## Exercise objective
An exact repetition of all the entries that follow is required.

## Data in this exercise
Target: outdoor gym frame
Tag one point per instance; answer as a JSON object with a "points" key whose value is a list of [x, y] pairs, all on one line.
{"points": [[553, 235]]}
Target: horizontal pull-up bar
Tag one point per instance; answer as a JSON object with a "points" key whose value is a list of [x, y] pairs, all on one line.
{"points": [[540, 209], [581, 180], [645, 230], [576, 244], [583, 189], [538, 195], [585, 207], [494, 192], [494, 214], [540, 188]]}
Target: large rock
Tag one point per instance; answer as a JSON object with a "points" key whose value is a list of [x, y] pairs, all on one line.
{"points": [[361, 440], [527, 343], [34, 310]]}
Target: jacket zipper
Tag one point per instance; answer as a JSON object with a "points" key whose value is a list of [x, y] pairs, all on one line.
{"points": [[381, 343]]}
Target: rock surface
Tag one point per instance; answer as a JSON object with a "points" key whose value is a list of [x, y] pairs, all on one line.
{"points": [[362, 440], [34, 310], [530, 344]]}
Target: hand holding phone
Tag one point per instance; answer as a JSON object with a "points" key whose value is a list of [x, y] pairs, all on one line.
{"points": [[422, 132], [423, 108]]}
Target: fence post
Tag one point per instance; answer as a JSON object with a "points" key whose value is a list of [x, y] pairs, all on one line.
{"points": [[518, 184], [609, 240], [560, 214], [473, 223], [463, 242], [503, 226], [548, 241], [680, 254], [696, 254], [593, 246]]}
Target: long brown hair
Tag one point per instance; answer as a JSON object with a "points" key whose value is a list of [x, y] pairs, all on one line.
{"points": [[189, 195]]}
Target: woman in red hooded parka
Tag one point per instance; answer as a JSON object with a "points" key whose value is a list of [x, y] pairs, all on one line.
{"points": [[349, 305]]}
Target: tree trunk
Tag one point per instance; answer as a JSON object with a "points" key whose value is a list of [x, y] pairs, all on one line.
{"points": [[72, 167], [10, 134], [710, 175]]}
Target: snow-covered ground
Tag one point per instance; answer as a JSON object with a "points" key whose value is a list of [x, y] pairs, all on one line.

## Solution for this exercise
Target: outdoor gym frame
Tag one point per instance; answer as a JSON object with a "points" key whose value is a list of [x, y] pairs, all on one line.
{"points": [[553, 235]]}
Target: horizontal pull-up bar
Tag one point per instance; answer as a JSON object with a "points" key whose value is a list of [x, y] pairs, all on one line.
{"points": [[540, 209], [581, 180], [645, 230], [576, 244], [583, 189], [538, 195], [585, 207], [494, 192], [494, 214], [540, 188]]}
Target: large rock
Tag one point per instance; answer as a JSON object with a "points" key whose value is a list of [x, y] pairs, all on one line.
{"points": [[361, 440], [527, 343], [34, 310]]}
Target: jacket zipper
Tag one point per instance; answer as a JSON object with a "points" key whose value is a list of [x, y] pairs, all on one line.
{"points": [[381, 343]]}
Target: rock surface
Tag one point per instance; answer as a JSON object with a "points" key whose value is a list of [x, y] pairs, all on one line.
{"points": [[362, 440], [34, 310], [530, 344]]}
Target: hand holding phone
Tag one point per instance; answer as a JSON object with a "points" key whose value is a list of [x, y] pairs, all on one line.
{"points": [[422, 132], [423, 108]]}
Target: fence post
Tag one point per instance; answer as a JSON object with a "points" key whose value is a list of [x, y] pairs, all on one line.
{"points": [[518, 184], [609, 240], [560, 214], [473, 223], [463, 242], [503, 226], [548, 241], [680, 254], [696, 254], [593, 246]]}
Target: long brown hair
Tag one point per instance; answer as a JSON object with a "points" key whose value is a list of [x, y] pairs, all on one line.
{"points": [[189, 195]]}
Target: woman in red hooded parka
Tag one point per instance; answer as a JSON object with a "points" key whose value is a list of [x, y] pairs, all on one line.
{"points": [[349, 305]]}
Target: tree trunk
Tag one point per instance; answer as a JSON object with a "points" key whose value is a list of [x, y] pairs, all on one line.
{"points": [[72, 167], [10, 134], [710, 175]]}
Target: snow-covered ground
Tag one point per instance; answer as a JSON object with a "points" key whose value is a list of [x, y] pairs, all on one line.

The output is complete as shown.